Work to do
Copy the data exactly; pictures stay out of the copy.

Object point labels
·····

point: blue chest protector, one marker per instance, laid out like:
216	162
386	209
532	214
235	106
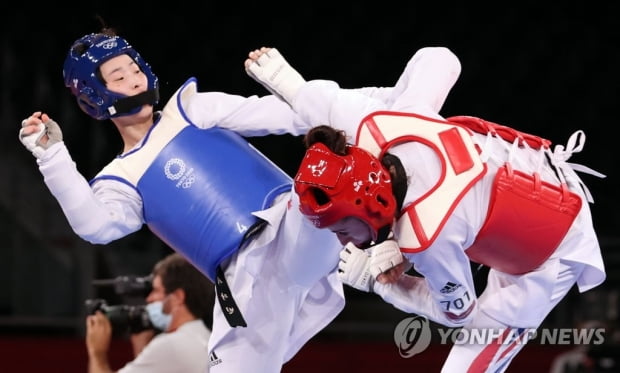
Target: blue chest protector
199	192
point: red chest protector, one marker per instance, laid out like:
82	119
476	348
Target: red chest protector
527	217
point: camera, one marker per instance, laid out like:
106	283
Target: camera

·····

Expected answer
point: blue chest protector, one marker per instance, laid out like:
216	162
386	209
532	214
235	106
Target: blue chest protector
199	192
point: red chest protector, one marker per instance, laid out like:
82	119
476	348
Target: red chest protector
527	217
point: camera, one marker per instance, laid out like:
106	283
Target: camera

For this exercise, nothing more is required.